=== Problem details ===
An exact transcription of the listing, without its images, is what the answer must contain.

--------------------

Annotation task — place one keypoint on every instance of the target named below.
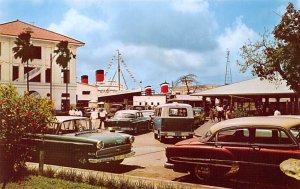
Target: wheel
(202, 172)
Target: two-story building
(46, 78)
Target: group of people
(101, 114)
(75, 112)
(221, 113)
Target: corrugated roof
(254, 86)
(14, 28)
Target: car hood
(119, 119)
(109, 138)
(192, 141)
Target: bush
(19, 116)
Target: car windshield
(68, 126)
(124, 115)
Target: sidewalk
(134, 179)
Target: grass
(38, 182)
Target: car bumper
(176, 133)
(114, 158)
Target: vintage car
(128, 121)
(70, 138)
(199, 116)
(173, 120)
(237, 145)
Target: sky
(159, 40)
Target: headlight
(100, 145)
(131, 139)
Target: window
(37, 52)
(271, 136)
(234, 135)
(86, 92)
(178, 112)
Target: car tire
(202, 172)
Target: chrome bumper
(169, 166)
(114, 158)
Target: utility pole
(228, 77)
(119, 69)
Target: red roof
(14, 28)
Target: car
(128, 121)
(237, 145)
(173, 120)
(199, 116)
(114, 108)
(70, 138)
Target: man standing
(94, 117)
(102, 115)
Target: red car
(250, 143)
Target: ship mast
(119, 69)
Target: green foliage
(20, 115)
(277, 56)
(64, 54)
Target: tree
(24, 50)
(186, 80)
(20, 116)
(63, 59)
(278, 56)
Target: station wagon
(70, 138)
(173, 120)
(241, 144)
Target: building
(254, 95)
(41, 71)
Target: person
(78, 112)
(277, 112)
(219, 112)
(230, 114)
(71, 112)
(94, 117)
(212, 114)
(102, 115)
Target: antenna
(228, 77)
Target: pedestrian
(102, 115)
(94, 117)
(219, 112)
(230, 114)
(277, 112)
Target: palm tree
(64, 55)
(186, 80)
(24, 50)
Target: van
(173, 120)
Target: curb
(134, 179)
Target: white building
(39, 70)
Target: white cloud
(191, 6)
(73, 21)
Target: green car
(70, 138)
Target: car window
(271, 136)
(178, 112)
(234, 135)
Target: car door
(271, 146)
(236, 141)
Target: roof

--------------------

=== Output for this task ===
Annotation task — place one keypoint on every instance of the target named below.
Target: wheel
(202, 172)
Target: two-story building
(46, 78)
Target: group of people
(101, 114)
(75, 112)
(221, 113)
Target: corrugated roof
(254, 86)
(14, 28)
Target: car hood
(119, 119)
(109, 138)
(192, 141)
Target: bush
(19, 116)
Target: car windshield
(68, 126)
(124, 115)
Target: sidewalk
(134, 179)
Target: grass
(38, 182)
Target: car bumper
(176, 133)
(114, 158)
Target: vintage car
(128, 121)
(70, 138)
(199, 116)
(173, 120)
(237, 145)
Target: sky
(159, 40)
Target: headlight
(100, 145)
(131, 139)
Target: window
(37, 52)
(271, 136)
(234, 135)
(86, 92)
(178, 112)
Target: car tire
(202, 172)
Target: chrome bumper
(169, 166)
(114, 158)
Target: utility pole
(228, 77)
(119, 69)
Target: red roof
(14, 28)
Target: car
(128, 121)
(237, 145)
(173, 120)
(199, 116)
(114, 108)
(70, 138)
Target: man standing
(94, 117)
(102, 115)
Target: red car
(250, 143)
Target: ship mast
(119, 69)
Target: green foliage
(20, 115)
(277, 56)
(64, 54)
Target: tree
(24, 50)
(186, 80)
(20, 116)
(63, 59)
(278, 56)
Target: station wagon
(70, 138)
(173, 120)
(241, 144)
Target: building
(254, 95)
(41, 71)
Target: person
(78, 112)
(277, 112)
(219, 112)
(230, 114)
(71, 112)
(94, 117)
(212, 114)
(102, 115)
Target: antenna
(228, 77)
Target: pedestrian
(102, 115)
(94, 117)
(219, 112)
(230, 114)
(277, 112)
Target: palm tree
(64, 55)
(186, 80)
(24, 50)
Target: van
(173, 120)
Target: curb
(134, 179)
Target: white building
(39, 70)
Target: white cloud
(191, 6)
(73, 21)
Target: green car
(70, 138)
Target: car window
(271, 136)
(178, 112)
(234, 135)
Target: car door
(271, 146)
(236, 141)
Target: roof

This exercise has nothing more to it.